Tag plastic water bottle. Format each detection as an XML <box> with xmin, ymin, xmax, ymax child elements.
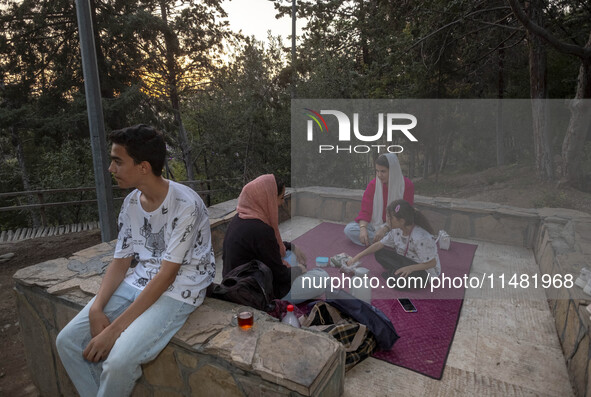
<box><xmin>281</xmin><ymin>305</ymin><xmax>300</xmax><ymax>328</ymax></box>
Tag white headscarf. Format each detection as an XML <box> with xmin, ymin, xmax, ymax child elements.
<box><xmin>371</xmin><ymin>153</ymin><xmax>404</xmax><ymax>230</ymax></box>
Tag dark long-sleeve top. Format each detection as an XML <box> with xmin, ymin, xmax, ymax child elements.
<box><xmin>222</xmin><ymin>215</ymin><xmax>292</xmax><ymax>299</ymax></box>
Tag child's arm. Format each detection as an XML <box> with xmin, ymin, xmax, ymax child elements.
<box><xmin>394</xmin><ymin>258</ymin><xmax>437</xmax><ymax>277</ymax></box>
<box><xmin>347</xmin><ymin>241</ymin><xmax>384</xmax><ymax>266</ymax></box>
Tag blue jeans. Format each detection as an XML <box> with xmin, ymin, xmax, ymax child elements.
<box><xmin>56</xmin><ymin>282</ymin><xmax>205</xmax><ymax>397</ymax></box>
<box><xmin>345</xmin><ymin>222</ymin><xmax>376</xmax><ymax>246</ymax></box>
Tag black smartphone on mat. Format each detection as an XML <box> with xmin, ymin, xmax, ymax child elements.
<box><xmin>398</xmin><ymin>298</ymin><xmax>417</xmax><ymax>313</ymax></box>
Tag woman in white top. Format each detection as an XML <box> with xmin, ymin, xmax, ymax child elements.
<box><xmin>349</xmin><ymin>200</ymin><xmax>441</xmax><ymax>290</ymax></box>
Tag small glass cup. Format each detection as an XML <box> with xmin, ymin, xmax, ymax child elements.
<box><xmin>232</xmin><ymin>307</ymin><xmax>254</xmax><ymax>331</ymax></box>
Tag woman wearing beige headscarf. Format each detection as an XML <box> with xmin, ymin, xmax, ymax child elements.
<box><xmin>345</xmin><ymin>153</ymin><xmax>415</xmax><ymax>246</ymax></box>
<box><xmin>222</xmin><ymin>174</ymin><xmax>328</xmax><ymax>303</ymax></box>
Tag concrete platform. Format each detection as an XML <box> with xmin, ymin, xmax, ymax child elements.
<box><xmin>276</xmin><ymin>217</ymin><xmax>573</xmax><ymax>397</ymax></box>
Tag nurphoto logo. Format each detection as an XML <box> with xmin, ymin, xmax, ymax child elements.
<box><xmin>304</xmin><ymin>108</ymin><xmax>418</xmax><ymax>153</ymax></box>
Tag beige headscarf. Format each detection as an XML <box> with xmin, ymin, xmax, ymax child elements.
<box><xmin>371</xmin><ymin>153</ymin><xmax>404</xmax><ymax>230</ymax></box>
<box><xmin>236</xmin><ymin>174</ymin><xmax>285</xmax><ymax>258</ymax></box>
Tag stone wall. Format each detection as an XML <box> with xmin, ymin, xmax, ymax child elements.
<box><xmin>15</xmin><ymin>187</ymin><xmax>591</xmax><ymax>396</ymax></box>
<box><xmin>14</xmin><ymin>195</ymin><xmax>345</xmax><ymax>397</ymax></box>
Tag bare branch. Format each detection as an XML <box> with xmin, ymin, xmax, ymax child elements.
<box><xmin>507</xmin><ymin>0</ymin><xmax>591</xmax><ymax>60</ymax></box>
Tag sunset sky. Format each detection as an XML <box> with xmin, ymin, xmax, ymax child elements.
<box><xmin>223</xmin><ymin>0</ymin><xmax>304</xmax><ymax>43</ymax></box>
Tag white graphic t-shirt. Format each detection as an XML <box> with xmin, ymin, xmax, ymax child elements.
<box><xmin>380</xmin><ymin>226</ymin><xmax>441</xmax><ymax>277</ymax></box>
<box><xmin>114</xmin><ymin>181</ymin><xmax>215</xmax><ymax>305</ymax></box>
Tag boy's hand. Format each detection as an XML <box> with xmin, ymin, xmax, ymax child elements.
<box><xmin>88</xmin><ymin>309</ymin><xmax>111</xmax><ymax>338</ymax></box>
<box><xmin>359</xmin><ymin>227</ymin><xmax>369</xmax><ymax>247</ymax></box>
<box><xmin>82</xmin><ymin>328</ymin><xmax>120</xmax><ymax>363</ymax></box>
<box><xmin>394</xmin><ymin>265</ymin><xmax>415</xmax><ymax>277</ymax></box>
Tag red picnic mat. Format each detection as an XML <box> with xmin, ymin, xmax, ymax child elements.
<box><xmin>293</xmin><ymin>222</ymin><xmax>477</xmax><ymax>379</ymax></box>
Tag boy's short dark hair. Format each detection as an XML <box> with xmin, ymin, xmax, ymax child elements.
<box><xmin>109</xmin><ymin>124</ymin><xmax>166</xmax><ymax>176</ymax></box>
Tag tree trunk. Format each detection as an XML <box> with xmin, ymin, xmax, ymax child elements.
<box><xmin>496</xmin><ymin>45</ymin><xmax>505</xmax><ymax>167</ymax></box>
<box><xmin>10</xmin><ymin>126</ymin><xmax>40</xmax><ymax>227</ymax></box>
<box><xmin>160</xmin><ymin>1</ymin><xmax>194</xmax><ymax>183</ymax></box>
<box><xmin>560</xmin><ymin>47</ymin><xmax>591</xmax><ymax>186</ymax></box>
<box><xmin>527</xmin><ymin>0</ymin><xmax>554</xmax><ymax>181</ymax></box>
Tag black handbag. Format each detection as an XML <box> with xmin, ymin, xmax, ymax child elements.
<box><xmin>209</xmin><ymin>259</ymin><xmax>274</xmax><ymax>310</ymax></box>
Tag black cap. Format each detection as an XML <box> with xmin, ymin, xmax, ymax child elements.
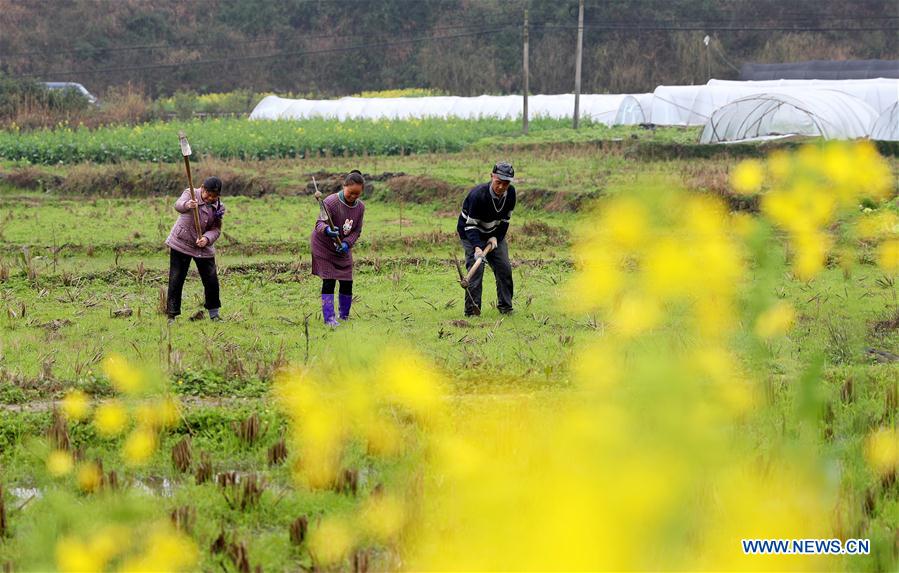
<box><xmin>493</xmin><ymin>161</ymin><xmax>515</xmax><ymax>181</ymax></box>
<box><xmin>203</xmin><ymin>177</ymin><xmax>222</xmax><ymax>195</ymax></box>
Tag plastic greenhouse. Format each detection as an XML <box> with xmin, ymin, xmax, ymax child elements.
<box><xmin>648</xmin><ymin>86</ymin><xmax>707</xmax><ymax>125</ymax></box>
<box><xmin>699</xmin><ymin>90</ymin><xmax>877</xmax><ymax>143</ymax></box>
<box><xmin>871</xmin><ymin>102</ymin><xmax>899</xmax><ymax>141</ymax></box>
<box><xmin>708</xmin><ymin>78</ymin><xmax>899</xmax><ymax>115</ymax></box>
<box><xmin>250</xmin><ymin>94</ymin><xmax>646</xmax><ymax>125</ymax></box>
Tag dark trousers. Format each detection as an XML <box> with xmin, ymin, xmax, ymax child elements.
<box><xmin>462</xmin><ymin>239</ymin><xmax>514</xmax><ymax>316</ymax></box>
<box><xmin>166</xmin><ymin>249</ymin><xmax>222</xmax><ymax>317</ymax></box>
<box><xmin>322</xmin><ymin>279</ymin><xmax>353</xmax><ymax>295</ymax></box>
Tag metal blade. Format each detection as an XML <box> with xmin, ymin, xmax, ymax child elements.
<box><xmin>178</xmin><ymin>131</ymin><xmax>191</xmax><ymax>157</ymax></box>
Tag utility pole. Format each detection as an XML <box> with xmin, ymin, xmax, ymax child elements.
<box><xmin>573</xmin><ymin>0</ymin><xmax>584</xmax><ymax>129</ymax></box>
<box><xmin>521</xmin><ymin>7</ymin><xmax>530</xmax><ymax>135</ymax></box>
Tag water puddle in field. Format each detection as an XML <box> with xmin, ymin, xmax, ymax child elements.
<box><xmin>131</xmin><ymin>477</ymin><xmax>175</xmax><ymax>497</ymax></box>
<box><xmin>6</xmin><ymin>487</ymin><xmax>44</xmax><ymax>501</ymax></box>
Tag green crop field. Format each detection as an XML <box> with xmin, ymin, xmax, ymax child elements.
<box><xmin>0</xmin><ymin>120</ymin><xmax>899</xmax><ymax>572</ymax></box>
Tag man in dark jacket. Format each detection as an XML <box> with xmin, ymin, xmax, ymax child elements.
<box><xmin>456</xmin><ymin>162</ymin><xmax>515</xmax><ymax>316</ymax></box>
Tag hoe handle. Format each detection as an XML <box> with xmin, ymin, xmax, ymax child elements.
<box><xmin>184</xmin><ymin>155</ymin><xmax>203</xmax><ymax>240</ymax></box>
<box><xmin>459</xmin><ymin>241</ymin><xmax>495</xmax><ymax>288</ymax></box>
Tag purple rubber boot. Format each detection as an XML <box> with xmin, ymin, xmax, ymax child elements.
<box><xmin>322</xmin><ymin>294</ymin><xmax>340</xmax><ymax>326</ymax></box>
<box><xmin>337</xmin><ymin>294</ymin><xmax>353</xmax><ymax>320</ymax></box>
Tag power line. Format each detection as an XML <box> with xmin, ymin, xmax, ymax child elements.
<box><xmin>16</xmin><ymin>24</ymin><xmax>520</xmax><ymax>79</ymax></box>
<box><xmin>542</xmin><ymin>24</ymin><xmax>899</xmax><ymax>32</ymax></box>
<box><xmin>0</xmin><ymin>20</ymin><xmax>507</xmax><ymax>58</ymax></box>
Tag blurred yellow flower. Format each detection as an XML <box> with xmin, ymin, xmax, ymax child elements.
<box><xmin>47</xmin><ymin>450</ymin><xmax>75</xmax><ymax>477</ymax></box>
<box><xmin>94</xmin><ymin>400</ymin><xmax>128</xmax><ymax>438</ymax></box>
<box><xmin>865</xmin><ymin>428</ymin><xmax>899</xmax><ymax>475</ymax></box>
<box><xmin>62</xmin><ymin>390</ymin><xmax>90</xmax><ymax>421</ymax></box>
<box><xmin>360</xmin><ymin>494</ymin><xmax>406</xmax><ymax>543</ymax></box>
<box><xmin>76</xmin><ymin>462</ymin><xmax>103</xmax><ymax>493</ymax></box>
<box><xmin>612</xmin><ymin>294</ymin><xmax>662</xmax><ymax>338</ymax></box>
<box><xmin>122</xmin><ymin>427</ymin><xmax>156</xmax><ymax>466</ymax></box>
<box><xmin>121</xmin><ymin>523</ymin><xmax>200</xmax><ymax>573</ymax></box>
<box><xmin>309</xmin><ymin>516</ymin><xmax>355</xmax><ymax>566</ymax></box>
<box><xmin>103</xmin><ymin>354</ymin><xmax>144</xmax><ymax>394</ymax></box>
<box><xmin>755</xmin><ymin>302</ymin><xmax>796</xmax><ymax>338</ymax></box>
<box><xmin>730</xmin><ymin>159</ymin><xmax>765</xmax><ymax>195</ymax></box>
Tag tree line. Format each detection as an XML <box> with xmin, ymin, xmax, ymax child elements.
<box><xmin>0</xmin><ymin>0</ymin><xmax>899</xmax><ymax>97</ymax></box>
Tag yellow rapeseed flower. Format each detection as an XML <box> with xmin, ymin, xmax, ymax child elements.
<box><xmin>94</xmin><ymin>400</ymin><xmax>128</xmax><ymax>438</ymax></box>
<box><xmin>62</xmin><ymin>390</ymin><xmax>90</xmax><ymax>421</ymax></box>
<box><xmin>121</xmin><ymin>524</ymin><xmax>200</xmax><ymax>573</ymax></box>
<box><xmin>75</xmin><ymin>462</ymin><xmax>103</xmax><ymax>493</ymax></box>
<box><xmin>597</xmin><ymin>197</ymin><xmax>649</xmax><ymax>250</ymax></box>
<box><xmin>309</xmin><ymin>517</ymin><xmax>355</xmax><ymax>565</ymax></box>
<box><xmin>47</xmin><ymin>450</ymin><xmax>75</xmax><ymax>477</ymax></box>
<box><xmin>612</xmin><ymin>294</ymin><xmax>662</xmax><ymax>338</ymax></box>
<box><xmin>865</xmin><ymin>428</ymin><xmax>899</xmax><ymax>475</ymax></box>
<box><xmin>755</xmin><ymin>302</ymin><xmax>796</xmax><ymax>338</ymax></box>
<box><xmin>360</xmin><ymin>494</ymin><xmax>406</xmax><ymax>543</ymax></box>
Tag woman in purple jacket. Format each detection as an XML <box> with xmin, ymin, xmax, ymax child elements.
<box><xmin>165</xmin><ymin>177</ymin><xmax>225</xmax><ymax>322</ymax></box>
<box><xmin>311</xmin><ymin>169</ymin><xmax>365</xmax><ymax>326</ymax></box>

### Required work:
Repeat, word for word, every line from the line that contains "Tag woman in purple" to the end of the entries; include both of those lines and no others.

### Task result:
Tag woman in purple jacket. Format each detection as an XML <box> with xmin, ymin, xmax, ymax child elements.
<box><xmin>165</xmin><ymin>177</ymin><xmax>225</xmax><ymax>322</ymax></box>
<box><xmin>311</xmin><ymin>169</ymin><xmax>365</xmax><ymax>326</ymax></box>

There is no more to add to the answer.